**Given entries**
Segment Open
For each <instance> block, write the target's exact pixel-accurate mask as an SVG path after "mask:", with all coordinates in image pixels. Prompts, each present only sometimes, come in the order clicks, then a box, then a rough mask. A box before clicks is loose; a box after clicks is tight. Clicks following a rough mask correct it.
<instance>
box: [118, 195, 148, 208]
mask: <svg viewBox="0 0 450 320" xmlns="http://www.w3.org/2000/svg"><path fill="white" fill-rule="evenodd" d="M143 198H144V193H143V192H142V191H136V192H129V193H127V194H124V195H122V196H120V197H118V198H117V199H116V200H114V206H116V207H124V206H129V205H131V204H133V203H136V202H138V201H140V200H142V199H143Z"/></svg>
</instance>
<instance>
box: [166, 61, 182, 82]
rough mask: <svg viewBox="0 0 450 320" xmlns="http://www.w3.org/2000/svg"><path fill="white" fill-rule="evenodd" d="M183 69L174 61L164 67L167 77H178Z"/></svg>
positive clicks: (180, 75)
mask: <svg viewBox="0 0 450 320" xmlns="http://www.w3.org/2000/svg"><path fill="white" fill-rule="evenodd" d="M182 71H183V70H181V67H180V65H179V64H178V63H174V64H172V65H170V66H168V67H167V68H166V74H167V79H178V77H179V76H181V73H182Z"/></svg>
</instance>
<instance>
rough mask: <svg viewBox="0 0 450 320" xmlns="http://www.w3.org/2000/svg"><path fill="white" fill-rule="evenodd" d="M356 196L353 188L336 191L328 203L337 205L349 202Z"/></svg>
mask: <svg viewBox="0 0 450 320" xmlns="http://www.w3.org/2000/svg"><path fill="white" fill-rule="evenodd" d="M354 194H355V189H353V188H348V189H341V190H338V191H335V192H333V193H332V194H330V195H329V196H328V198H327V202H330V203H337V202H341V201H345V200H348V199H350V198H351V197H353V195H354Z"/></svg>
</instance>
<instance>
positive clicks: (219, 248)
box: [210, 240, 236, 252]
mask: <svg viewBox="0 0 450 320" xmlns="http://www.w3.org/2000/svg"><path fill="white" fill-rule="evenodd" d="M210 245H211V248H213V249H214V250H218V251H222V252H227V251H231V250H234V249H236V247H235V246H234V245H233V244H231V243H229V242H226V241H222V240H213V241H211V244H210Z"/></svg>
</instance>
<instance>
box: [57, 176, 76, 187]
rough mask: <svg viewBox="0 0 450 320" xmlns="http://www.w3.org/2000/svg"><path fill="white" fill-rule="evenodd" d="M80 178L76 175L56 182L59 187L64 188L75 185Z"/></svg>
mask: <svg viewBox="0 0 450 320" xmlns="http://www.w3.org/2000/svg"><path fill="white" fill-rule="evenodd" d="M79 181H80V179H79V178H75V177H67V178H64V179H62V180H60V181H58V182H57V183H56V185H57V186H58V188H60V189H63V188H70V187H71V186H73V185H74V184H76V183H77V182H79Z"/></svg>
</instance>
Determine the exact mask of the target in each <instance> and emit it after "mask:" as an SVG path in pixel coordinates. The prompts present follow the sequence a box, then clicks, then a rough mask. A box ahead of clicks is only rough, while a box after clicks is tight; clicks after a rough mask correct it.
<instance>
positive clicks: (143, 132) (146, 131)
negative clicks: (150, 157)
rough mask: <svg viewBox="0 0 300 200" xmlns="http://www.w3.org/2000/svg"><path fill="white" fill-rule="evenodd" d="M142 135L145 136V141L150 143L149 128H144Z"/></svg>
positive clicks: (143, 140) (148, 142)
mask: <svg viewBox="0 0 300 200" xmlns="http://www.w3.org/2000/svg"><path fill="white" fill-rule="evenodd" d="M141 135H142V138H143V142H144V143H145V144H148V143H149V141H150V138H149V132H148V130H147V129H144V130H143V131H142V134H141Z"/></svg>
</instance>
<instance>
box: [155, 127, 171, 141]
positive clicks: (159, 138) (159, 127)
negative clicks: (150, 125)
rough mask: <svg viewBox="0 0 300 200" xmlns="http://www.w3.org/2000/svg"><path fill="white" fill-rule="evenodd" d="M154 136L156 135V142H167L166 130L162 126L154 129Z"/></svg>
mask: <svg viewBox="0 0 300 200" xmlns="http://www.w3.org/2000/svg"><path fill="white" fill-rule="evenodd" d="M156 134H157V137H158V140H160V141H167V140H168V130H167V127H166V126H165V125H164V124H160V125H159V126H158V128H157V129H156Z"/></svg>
Segment Closed
Every entry must be quoted exactly as it appears above.

**Written reply**
For each <instance> block, write the target's exact pixel-accurate mask as an SVG path after "mask:", with all coordinates in image pixels. Prompts, each present only sometimes, come in the order clicks, then a box, then a rough mask. A box before clicks is loose; a box after clicks is tight. Clicks following a rough mask correct it.
<instance>
box: [118, 195, 148, 208]
mask: <svg viewBox="0 0 450 320" xmlns="http://www.w3.org/2000/svg"><path fill="white" fill-rule="evenodd" d="M143 198H144V193H143V192H142V191H136V192H129V193H127V194H124V195H122V196H120V197H118V198H117V199H116V200H114V206H116V207H124V206H129V205H131V204H133V203H136V202H138V201H140V200H142V199H143Z"/></svg>
</instance>
<instance>
box: [166, 61, 182, 82]
rough mask: <svg viewBox="0 0 450 320" xmlns="http://www.w3.org/2000/svg"><path fill="white" fill-rule="evenodd" d="M183 69L174 61L164 67L167 77H178Z"/></svg>
positive clicks: (180, 75)
mask: <svg viewBox="0 0 450 320" xmlns="http://www.w3.org/2000/svg"><path fill="white" fill-rule="evenodd" d="M182 71H183V70H181V67H180V65H179V64H178V63H174V64H172V65H170V66H168V67H167V68H166V74H167V79H178V77H179V76H181V73H182Z"/></svg>
</instance>
<instance>
rough mask: <svg viewBox="0 0 450 320" xmlns="http://www.w3.org/2000/svg"><path fill="white" fill-rule="evenodd" d="M356 196L353 188L336 191L328 203L337 205L349 202Z"/></svg>
mask: <svg viewBox="0 0 450 320" xmlns="http://www.w3.org/2000/svg"><path fill="white" fill-rule="evenodd" d="M354 194H355V189H353V188H348V189H341V190H338V191H335V192H333V193H332V194H330V195H329V196H328V198H327V202H330V203H337V202H341V201H345V200H348V199H350V198H351V197H353V195H354Z"/></svg>
</instance>
<instance>
positive clicks: (219, 248)
box: [210, 240, 236, 252]
mask: <svg viewBox="0 0 450 320" xmlns="http://www.w3.org/2000/svg"><path fill="white" fill-rule="evenodd" d="M210 245H211V248H213V249H214V250H218V251H222V252H227V251H231V250H234V249H236V247H235V246H234V245H233V244H231V243H229V242H226V241H222V240H213V241H211V244H210Z"/></svg>
</instance>
<instance>
box: [57, 176, 76, 187]
rough mask: <svg viewBox="0 0 450 320" xmlns="http://www.w3.org/2000/svg"><path fill="white" fill-rule="evenodd" d="M80 178L76 175L56 182L59 187L64 188L75 185Z"/></svg>
mask: <svg viewBox="0 0 450 320" xmlns="http://www.w3.org/2000/svg"><path fill="white" fill-rule="evenodd" d="M79 181H80V179H79V178H75V177H67V178H64V179H62V180H60V181H58V182H57V183H56V185H57V186H58V188H60V189H63V188H70V187H71V186H73V185H74V184H76V183H77V182H79Z"/></svg>
</instance>
Determine the exact mask of the target in each <instance> and emit it after "mask:" as an SVG path in pixel coordinates. The prompts present follow the sequence a box, then clicks, then a rough mask. A box ahead of clicks is only rough, while a box after clicks is tight; clicks after a rough mask correct it.
<instance>
positive clicks: (143, 132) (146, 131)
negative clicks: (150, 157)
rough mask: <svg viewBox="0 0 300 200" xmlns="http://www.w3.org/2000/svg"><path fill="white" fill-rule="evenodd" d="M142 135L145 136V141L150 143L149 128H144Z"/></svg>
positive clicks: (143, 140) (148, 142)
mask: <svg viewBox="0 0 300 200" xmlns="http://www.w3.org/2000/svg"><path fill="white" fill-rule="evenodd" d="M141 135H142V138H143V142H144V143H145V144H148V143H149V141H150V138H149V132H148V130H147V129H144V130H143V131H142V134H141Z"/></svg>
</instance>
<instance>
box: [155, 127, 171, 141]
positive clicks: (159, 138) (159, 127)
negative clicks: (150, 125)
rough mask: <svg viewBox="0 0 300 200" xmlns="http://www.w3.org/2000/svg"><path fill="white" fill-rule="evenodd" d="M154 136L156 135V142H167L166 130L162 126L154 129Z"/></svg>
mask: <svg viewBox="0 0 300 200" xmlns="http://www.w3.org/2000/svg"><path fill="white" fill-rule="evenodd" d="M156 134H157V137H158V140H160V141H167V140H168V130H167V127H166V126H165V125H164V124H160V125H159V126H158V128H157V129H156Z"/></svg>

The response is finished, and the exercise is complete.